### TEXTO FORNECIDO
==*==
A Crawly, de Belo Horizonte, adotou essa estratégia bem antes de virar tendência na pandemia. A empresa de inteligência de dados já tem semana mais curta há quatro anos. Quando começou, o benefício foi dado apenas aos desenvolvedores, como forma de atrair colaboradores diante da escassez de profissionais de tecnologia no mercado. A estratégia foi usada por outras empresas do setor, diz Luísa Lana, gerente financeira da Crawly, e a empresa foi atrás.
— Para implementar a mudança, ajustamos as agendas para fazer só entregas às quintas. Tendo mais um dia de folga, os funcionários se sentem mais motivados a entregar um melhor serviço e a permanecer na empresa — diz a executiva, que ouve de candidatos a vagas que a semana de quatro dias pesou na busca pela empresa.
==*==
### MATERIAL EXTRAÍDO
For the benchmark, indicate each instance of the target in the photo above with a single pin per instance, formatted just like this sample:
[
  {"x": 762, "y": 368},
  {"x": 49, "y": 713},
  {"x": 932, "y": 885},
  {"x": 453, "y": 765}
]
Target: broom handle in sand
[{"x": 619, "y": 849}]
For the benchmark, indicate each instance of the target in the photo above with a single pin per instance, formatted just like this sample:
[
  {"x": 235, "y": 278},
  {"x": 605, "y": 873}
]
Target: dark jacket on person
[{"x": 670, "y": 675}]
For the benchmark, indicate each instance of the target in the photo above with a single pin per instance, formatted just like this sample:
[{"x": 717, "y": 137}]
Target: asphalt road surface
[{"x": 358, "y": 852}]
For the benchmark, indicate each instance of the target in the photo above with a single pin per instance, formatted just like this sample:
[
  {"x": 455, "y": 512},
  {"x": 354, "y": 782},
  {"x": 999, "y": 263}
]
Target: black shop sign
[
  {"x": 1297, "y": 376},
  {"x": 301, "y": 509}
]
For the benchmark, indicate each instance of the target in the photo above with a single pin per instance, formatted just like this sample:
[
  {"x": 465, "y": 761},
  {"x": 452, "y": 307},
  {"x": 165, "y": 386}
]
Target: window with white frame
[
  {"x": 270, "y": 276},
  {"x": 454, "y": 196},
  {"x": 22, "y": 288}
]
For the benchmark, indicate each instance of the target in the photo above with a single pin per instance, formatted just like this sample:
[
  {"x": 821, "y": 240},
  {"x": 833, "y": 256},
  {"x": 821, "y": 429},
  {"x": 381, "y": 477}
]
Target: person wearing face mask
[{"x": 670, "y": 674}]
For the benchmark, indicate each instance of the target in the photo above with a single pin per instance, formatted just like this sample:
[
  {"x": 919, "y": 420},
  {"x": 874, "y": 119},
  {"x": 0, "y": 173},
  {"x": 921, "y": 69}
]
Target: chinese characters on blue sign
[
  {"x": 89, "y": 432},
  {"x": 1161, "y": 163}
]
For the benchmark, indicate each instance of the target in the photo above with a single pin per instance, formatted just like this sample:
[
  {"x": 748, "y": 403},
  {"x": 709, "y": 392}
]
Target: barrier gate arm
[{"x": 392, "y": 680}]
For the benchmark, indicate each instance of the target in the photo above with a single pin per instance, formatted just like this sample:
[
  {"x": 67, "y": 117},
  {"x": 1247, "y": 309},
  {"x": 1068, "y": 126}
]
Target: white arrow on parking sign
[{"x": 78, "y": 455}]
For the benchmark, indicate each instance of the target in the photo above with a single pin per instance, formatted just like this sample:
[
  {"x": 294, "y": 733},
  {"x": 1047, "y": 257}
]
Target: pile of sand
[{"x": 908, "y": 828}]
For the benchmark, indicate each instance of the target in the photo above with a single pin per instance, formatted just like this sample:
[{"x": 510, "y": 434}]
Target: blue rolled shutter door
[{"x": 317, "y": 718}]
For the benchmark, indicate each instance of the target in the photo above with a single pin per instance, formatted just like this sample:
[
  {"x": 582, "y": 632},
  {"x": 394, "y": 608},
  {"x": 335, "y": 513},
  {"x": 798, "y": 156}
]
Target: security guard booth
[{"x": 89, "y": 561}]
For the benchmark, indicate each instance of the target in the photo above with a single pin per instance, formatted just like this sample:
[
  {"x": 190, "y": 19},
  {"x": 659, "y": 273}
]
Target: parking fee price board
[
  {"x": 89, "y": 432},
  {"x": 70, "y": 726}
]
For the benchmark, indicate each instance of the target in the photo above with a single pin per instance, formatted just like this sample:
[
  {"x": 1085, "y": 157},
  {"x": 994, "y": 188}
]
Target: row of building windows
==*==
### OBJETIVO DO EXERCÍCIO
De acordo com o texto sobre a Crawly, por que a semana mais curta foi oferecida, no início, somente aos desenvolvedores? Responda em uma a três frases. As linhas não têm papel algum nesta tarefa.

### RESPOSTA ESCRITA
O benefício foi dado inicialmente apenas aos desenvolvedores como forma de atrair colaboradores. A razão era a escassez de profissionais de tecnologia no mercado.